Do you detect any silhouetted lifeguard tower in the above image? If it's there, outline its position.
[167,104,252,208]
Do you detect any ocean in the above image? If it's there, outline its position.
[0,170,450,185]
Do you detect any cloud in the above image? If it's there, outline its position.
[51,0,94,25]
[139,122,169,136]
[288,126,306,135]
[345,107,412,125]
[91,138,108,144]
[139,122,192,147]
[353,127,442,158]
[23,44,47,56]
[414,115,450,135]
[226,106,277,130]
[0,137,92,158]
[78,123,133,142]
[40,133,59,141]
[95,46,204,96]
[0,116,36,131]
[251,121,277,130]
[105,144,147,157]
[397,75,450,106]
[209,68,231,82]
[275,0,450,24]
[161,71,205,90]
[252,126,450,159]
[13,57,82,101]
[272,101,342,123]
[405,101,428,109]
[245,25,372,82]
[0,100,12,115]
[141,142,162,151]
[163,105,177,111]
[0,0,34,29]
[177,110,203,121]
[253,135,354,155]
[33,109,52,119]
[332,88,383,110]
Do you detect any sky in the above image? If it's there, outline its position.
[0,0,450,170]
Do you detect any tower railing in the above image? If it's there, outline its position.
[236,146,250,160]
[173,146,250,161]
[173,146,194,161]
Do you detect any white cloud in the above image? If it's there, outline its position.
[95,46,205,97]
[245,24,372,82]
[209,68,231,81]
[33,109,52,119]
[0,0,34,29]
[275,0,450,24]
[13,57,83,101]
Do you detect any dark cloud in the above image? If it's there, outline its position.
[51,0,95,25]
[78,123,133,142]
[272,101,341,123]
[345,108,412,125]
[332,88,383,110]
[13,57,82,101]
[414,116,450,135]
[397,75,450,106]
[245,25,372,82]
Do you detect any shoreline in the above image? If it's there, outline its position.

> _Short task_
Reproduce the rows from the line containing "Do you detect any tower" through the end of the rows, swapping "shoreline" for "coastline" and leaving everything else unchanged.

> _Answer in full_
Do you detect any tower railing in the above image? If it's there, outline its position.
[236,146,250,160]
[173,146,250,161]
[173,146,194,161]
Do you detect any white cloud in the above image? If it's there, outline its position.
[95,46,205,97]
[245,24,372,82]
[209,68,231,81]
[33,109,52,119]
[0,0,34,29]
[275,0,450,24]
[13,57,83,101]
Do you detect any dark cloud in the above image? If it's there, outline its position.
[51,0,95,25]
[78,123,133,142]
[272,101,341,123]
[345,108,412,125]
[332,88,383,110]
[13,57,82,101]
[414,116,450,135]
[397,75,450,106]
[245,25,372,82]
Do you detect any coastline in the above image? If it's there, outline its position.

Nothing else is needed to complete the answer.